┏━━

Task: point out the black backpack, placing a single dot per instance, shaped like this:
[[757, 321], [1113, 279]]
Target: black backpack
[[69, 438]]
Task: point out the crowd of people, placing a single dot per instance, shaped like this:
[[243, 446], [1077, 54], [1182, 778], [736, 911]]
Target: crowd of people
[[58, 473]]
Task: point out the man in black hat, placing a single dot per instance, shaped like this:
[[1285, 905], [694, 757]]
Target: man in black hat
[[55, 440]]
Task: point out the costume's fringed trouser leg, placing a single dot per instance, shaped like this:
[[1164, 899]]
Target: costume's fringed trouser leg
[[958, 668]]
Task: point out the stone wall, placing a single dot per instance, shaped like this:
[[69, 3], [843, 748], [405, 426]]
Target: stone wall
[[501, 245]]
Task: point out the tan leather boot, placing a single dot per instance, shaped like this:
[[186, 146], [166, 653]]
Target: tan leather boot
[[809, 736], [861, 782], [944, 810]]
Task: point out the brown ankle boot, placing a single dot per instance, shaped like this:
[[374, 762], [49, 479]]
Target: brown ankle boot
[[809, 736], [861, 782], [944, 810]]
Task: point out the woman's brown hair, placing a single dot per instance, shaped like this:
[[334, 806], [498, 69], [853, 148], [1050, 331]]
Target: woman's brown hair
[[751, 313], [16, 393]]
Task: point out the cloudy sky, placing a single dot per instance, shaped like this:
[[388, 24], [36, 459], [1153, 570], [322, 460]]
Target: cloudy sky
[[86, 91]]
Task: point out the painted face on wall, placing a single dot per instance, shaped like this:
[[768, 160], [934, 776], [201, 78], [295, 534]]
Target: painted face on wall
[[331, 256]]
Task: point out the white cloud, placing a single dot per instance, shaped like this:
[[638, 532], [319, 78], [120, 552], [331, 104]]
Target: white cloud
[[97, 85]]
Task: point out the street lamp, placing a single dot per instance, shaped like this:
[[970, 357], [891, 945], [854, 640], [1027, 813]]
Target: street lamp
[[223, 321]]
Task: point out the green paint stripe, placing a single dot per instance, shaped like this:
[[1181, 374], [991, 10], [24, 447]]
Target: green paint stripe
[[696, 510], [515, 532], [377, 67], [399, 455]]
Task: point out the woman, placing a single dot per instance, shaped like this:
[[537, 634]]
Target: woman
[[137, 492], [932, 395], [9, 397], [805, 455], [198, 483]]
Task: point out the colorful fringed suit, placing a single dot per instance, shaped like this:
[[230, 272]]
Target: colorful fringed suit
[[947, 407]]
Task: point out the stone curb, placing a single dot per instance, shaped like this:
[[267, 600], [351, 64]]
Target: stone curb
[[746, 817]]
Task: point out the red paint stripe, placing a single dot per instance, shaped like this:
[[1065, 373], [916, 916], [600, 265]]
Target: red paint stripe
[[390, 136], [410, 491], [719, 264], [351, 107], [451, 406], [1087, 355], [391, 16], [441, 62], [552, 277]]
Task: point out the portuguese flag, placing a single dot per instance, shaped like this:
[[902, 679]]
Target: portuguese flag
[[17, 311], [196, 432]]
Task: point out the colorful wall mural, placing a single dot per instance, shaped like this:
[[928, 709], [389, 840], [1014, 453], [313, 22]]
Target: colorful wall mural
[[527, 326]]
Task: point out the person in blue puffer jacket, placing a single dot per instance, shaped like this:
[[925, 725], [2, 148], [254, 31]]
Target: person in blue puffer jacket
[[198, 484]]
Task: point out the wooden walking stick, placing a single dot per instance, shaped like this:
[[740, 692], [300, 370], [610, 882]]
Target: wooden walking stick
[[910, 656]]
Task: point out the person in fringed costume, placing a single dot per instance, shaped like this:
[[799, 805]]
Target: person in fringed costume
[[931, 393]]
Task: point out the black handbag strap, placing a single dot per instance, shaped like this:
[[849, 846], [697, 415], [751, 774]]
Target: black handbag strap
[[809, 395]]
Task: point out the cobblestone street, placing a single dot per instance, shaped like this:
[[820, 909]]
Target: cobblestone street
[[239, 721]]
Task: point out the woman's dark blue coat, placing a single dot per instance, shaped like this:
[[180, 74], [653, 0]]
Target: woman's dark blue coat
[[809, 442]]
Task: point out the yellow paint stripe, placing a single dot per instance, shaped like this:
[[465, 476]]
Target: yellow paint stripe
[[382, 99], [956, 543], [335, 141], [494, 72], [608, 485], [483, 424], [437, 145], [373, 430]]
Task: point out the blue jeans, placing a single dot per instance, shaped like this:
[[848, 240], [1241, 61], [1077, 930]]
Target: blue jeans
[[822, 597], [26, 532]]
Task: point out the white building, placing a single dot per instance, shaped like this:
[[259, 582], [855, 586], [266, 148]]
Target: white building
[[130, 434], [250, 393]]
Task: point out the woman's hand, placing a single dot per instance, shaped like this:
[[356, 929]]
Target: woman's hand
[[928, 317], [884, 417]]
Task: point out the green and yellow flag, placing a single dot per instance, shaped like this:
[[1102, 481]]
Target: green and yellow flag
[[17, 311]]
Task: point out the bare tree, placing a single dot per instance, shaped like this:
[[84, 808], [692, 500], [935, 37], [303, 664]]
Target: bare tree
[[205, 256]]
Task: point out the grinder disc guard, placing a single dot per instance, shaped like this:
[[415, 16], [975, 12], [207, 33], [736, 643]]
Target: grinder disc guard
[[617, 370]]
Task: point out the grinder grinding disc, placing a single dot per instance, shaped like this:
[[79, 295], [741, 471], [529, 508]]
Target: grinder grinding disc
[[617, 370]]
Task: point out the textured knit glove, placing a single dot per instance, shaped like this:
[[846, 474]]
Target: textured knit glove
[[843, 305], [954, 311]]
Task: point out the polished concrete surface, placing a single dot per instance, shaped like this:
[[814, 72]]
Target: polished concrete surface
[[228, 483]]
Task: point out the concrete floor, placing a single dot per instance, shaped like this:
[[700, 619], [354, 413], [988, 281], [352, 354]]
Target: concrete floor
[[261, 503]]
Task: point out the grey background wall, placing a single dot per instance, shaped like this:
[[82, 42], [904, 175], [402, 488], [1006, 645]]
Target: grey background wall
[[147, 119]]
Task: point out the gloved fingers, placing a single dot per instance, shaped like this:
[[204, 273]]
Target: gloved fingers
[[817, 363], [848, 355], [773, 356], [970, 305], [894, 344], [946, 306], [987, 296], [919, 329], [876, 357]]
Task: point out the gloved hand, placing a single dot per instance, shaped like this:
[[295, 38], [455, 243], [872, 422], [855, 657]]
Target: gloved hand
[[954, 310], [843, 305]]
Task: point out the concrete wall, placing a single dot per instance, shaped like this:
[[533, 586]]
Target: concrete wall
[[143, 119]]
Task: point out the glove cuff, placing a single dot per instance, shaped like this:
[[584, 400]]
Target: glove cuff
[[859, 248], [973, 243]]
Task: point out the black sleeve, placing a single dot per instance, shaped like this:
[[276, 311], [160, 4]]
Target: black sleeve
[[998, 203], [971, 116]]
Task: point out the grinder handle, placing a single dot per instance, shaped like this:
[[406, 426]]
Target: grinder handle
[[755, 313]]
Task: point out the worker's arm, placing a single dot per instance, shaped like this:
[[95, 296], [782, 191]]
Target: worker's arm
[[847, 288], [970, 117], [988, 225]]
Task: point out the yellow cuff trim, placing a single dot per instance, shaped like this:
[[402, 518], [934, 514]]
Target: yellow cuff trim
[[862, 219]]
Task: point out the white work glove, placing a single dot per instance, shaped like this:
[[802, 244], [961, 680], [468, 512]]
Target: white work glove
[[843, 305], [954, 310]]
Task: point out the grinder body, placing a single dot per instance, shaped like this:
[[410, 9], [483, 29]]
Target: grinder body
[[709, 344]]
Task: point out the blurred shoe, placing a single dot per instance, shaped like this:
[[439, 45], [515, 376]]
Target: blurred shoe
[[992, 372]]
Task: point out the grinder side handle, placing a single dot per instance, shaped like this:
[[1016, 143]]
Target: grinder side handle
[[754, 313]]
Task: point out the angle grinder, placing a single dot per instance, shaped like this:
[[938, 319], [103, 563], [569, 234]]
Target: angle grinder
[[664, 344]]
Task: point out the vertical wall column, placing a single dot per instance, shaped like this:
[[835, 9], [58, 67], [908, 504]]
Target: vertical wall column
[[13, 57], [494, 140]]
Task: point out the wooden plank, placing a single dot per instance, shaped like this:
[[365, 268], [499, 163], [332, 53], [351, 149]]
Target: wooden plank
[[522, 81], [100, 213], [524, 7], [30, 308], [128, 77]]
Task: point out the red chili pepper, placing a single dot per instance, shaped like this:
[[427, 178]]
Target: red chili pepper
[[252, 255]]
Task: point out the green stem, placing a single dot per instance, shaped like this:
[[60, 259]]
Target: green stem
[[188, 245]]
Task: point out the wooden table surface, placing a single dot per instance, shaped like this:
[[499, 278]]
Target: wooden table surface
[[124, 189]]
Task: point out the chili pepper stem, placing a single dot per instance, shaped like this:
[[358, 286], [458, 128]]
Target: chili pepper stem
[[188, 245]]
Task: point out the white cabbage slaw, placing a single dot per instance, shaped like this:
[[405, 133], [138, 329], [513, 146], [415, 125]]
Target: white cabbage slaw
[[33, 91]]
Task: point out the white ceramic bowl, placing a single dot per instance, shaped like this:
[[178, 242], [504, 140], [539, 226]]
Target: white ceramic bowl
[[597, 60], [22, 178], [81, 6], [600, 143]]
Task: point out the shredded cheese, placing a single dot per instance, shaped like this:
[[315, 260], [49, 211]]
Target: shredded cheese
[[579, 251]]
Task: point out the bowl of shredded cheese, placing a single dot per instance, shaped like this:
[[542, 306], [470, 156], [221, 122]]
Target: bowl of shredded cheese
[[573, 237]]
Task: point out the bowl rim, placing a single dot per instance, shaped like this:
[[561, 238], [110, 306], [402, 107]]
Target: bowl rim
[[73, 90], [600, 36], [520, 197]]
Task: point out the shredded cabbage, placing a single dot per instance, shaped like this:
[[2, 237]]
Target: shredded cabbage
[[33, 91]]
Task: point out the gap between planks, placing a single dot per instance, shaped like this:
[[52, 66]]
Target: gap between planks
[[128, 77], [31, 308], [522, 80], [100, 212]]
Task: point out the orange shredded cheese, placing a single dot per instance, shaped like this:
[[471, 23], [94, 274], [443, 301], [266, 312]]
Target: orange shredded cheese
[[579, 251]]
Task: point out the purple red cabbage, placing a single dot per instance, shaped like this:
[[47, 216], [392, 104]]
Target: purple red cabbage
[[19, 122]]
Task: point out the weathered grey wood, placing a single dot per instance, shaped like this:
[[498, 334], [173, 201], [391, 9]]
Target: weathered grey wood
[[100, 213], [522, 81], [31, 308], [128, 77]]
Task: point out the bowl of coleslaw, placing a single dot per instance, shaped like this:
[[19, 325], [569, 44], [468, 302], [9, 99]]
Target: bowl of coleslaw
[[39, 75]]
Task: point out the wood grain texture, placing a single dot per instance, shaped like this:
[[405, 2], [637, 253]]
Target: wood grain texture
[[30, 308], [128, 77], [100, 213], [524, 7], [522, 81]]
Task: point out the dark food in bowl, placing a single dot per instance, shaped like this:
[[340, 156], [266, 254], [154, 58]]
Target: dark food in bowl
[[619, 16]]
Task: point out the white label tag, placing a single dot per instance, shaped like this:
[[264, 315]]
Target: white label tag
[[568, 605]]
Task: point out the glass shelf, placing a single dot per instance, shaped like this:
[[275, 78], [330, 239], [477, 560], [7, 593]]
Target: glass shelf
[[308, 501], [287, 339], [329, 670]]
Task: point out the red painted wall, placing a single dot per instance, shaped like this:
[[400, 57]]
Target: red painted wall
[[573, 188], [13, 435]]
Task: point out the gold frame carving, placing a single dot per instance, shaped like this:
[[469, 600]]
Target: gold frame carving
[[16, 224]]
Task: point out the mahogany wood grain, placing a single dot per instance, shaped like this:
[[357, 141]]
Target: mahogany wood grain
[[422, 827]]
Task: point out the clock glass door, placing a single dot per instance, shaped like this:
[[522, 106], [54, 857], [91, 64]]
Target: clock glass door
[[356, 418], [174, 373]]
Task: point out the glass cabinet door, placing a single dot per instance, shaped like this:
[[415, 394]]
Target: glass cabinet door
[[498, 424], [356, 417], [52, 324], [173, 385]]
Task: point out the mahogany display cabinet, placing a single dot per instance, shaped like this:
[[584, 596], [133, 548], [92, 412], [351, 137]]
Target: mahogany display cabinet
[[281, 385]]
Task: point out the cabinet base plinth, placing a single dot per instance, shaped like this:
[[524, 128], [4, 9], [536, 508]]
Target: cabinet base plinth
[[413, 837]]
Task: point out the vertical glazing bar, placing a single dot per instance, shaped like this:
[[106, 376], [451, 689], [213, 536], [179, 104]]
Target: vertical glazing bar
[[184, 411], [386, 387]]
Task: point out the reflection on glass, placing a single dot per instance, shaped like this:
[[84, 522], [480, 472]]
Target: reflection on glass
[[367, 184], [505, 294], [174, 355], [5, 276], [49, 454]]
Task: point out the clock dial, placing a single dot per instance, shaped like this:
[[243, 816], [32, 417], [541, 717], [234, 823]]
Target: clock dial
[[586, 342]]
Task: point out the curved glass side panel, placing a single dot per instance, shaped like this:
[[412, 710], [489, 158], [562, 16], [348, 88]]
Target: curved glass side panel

┗━━

> **What to produce**: Out of the data above, transcribe exactly and only the lines starting with the line that has "Task: point out the bowl of shredded" and going on through the line that has "Task: point out the bowl rim, placing", both included.

> **Expected answer**:
Task: point out the bowl of shredded cheese, placing a single dot per instance, shaped like this:
[[542, 306], [470, 156], [221, 122]]
Target: bowl of shredded cheese
[[573, 237]]
Task: point out the bowl rim, placing a single dot per instance, shaped like this:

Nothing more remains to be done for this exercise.